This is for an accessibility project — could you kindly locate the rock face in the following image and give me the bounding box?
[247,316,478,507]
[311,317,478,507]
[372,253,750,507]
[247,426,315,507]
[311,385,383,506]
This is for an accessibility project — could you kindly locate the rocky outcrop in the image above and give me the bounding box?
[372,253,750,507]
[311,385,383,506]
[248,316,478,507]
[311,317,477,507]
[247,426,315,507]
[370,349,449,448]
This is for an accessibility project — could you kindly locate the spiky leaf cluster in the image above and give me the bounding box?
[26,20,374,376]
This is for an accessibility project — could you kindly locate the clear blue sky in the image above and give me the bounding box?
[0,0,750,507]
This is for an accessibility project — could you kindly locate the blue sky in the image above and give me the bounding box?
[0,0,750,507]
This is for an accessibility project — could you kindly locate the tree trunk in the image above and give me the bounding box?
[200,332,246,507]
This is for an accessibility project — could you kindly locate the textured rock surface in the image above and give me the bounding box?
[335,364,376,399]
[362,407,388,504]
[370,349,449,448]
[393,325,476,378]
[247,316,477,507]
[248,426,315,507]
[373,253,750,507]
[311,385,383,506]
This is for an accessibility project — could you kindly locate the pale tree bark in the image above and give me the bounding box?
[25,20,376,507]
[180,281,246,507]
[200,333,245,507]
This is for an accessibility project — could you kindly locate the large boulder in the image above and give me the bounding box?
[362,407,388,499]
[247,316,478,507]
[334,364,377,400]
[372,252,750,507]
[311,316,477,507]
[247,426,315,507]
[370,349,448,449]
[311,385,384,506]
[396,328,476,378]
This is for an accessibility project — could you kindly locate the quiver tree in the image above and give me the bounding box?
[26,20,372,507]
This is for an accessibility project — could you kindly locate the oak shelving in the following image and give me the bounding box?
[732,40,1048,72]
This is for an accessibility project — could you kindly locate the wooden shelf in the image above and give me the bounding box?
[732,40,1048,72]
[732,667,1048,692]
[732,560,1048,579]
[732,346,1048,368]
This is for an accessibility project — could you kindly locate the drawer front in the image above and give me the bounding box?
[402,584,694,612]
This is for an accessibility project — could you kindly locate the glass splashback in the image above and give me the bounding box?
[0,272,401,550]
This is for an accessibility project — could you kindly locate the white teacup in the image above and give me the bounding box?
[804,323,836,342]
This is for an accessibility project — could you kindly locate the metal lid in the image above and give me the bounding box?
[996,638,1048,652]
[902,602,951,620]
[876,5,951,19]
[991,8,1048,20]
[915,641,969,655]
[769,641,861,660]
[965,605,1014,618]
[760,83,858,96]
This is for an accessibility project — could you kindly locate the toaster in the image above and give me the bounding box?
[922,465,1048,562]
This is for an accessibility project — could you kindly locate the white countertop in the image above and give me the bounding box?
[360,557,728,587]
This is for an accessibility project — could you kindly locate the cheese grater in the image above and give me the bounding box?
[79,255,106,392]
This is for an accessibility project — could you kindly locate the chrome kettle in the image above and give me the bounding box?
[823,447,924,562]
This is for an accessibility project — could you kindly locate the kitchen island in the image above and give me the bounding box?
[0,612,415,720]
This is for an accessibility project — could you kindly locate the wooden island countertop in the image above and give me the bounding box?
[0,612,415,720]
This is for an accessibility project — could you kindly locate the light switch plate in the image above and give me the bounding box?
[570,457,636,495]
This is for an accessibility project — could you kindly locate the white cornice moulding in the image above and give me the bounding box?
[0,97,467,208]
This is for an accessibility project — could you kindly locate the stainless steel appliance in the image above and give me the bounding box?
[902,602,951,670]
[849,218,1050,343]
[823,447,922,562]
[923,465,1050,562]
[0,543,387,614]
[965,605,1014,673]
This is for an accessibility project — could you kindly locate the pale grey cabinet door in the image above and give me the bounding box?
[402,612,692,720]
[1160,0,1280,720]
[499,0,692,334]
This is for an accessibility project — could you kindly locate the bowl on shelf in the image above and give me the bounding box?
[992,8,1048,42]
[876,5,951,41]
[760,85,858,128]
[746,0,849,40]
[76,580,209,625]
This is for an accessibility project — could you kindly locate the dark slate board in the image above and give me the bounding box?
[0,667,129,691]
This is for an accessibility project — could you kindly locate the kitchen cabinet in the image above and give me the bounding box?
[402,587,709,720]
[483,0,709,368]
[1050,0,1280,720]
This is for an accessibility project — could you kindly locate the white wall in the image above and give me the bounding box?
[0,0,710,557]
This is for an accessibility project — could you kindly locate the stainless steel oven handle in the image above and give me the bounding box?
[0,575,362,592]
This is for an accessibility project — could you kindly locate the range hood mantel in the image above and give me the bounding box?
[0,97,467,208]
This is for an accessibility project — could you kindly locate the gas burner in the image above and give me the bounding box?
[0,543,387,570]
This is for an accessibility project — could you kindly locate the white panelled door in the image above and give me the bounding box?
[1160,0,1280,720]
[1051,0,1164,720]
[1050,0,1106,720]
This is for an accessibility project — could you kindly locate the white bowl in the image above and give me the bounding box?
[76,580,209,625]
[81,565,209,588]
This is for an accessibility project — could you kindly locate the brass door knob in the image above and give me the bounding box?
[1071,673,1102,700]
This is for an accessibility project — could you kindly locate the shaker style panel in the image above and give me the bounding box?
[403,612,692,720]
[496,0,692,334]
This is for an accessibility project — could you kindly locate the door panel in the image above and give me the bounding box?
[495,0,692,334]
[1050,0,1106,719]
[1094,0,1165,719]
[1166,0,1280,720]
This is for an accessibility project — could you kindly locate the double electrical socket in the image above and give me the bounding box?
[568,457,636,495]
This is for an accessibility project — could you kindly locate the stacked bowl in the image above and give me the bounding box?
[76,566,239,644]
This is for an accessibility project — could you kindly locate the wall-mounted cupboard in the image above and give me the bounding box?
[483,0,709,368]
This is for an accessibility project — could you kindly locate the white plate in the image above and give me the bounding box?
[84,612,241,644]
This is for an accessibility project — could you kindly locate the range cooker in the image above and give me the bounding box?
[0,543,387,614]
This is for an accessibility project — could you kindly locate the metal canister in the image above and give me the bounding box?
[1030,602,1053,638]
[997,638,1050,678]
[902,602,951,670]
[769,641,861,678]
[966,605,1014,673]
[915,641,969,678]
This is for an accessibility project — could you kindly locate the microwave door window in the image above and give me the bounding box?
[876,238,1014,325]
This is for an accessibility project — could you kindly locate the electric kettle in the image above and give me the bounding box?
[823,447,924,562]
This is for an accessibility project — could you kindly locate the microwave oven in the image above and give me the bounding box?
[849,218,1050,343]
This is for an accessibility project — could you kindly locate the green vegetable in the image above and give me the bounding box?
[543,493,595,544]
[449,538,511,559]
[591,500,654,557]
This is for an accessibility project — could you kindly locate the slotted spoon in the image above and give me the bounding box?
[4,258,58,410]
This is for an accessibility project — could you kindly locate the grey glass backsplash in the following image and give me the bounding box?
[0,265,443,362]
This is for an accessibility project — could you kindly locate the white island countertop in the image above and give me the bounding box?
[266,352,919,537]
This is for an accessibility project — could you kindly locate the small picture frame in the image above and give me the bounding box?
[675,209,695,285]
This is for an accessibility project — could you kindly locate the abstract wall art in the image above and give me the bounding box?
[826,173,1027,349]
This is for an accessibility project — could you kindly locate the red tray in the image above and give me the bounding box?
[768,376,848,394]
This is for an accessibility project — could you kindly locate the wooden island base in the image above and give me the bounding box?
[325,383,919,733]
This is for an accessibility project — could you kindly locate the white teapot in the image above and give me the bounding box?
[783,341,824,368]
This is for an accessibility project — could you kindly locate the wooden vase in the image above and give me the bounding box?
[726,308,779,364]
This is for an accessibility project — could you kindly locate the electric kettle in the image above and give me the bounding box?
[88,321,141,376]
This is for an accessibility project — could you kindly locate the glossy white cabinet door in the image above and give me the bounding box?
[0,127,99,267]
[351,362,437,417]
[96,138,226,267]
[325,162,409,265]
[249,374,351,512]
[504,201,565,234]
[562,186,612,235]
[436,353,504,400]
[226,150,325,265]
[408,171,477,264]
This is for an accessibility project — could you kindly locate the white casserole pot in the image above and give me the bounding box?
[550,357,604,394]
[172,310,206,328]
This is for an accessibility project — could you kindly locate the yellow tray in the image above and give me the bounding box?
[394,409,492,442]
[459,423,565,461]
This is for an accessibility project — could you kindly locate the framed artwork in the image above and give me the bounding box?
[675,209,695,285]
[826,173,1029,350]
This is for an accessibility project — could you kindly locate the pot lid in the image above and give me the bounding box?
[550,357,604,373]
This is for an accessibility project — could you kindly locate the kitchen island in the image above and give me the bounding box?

----------------

Per favore, ricopia senza alcuna modifica tutto ciò che sta sopra, dalla riga che contiene "locate the light" giù fino alla riga che contiene "[570,457,636,495]", entrambe incluse.

This is for an accessibility project — could you kindly locate the light switch plate in the image above and give me the bounding box?
[570,457,636,495]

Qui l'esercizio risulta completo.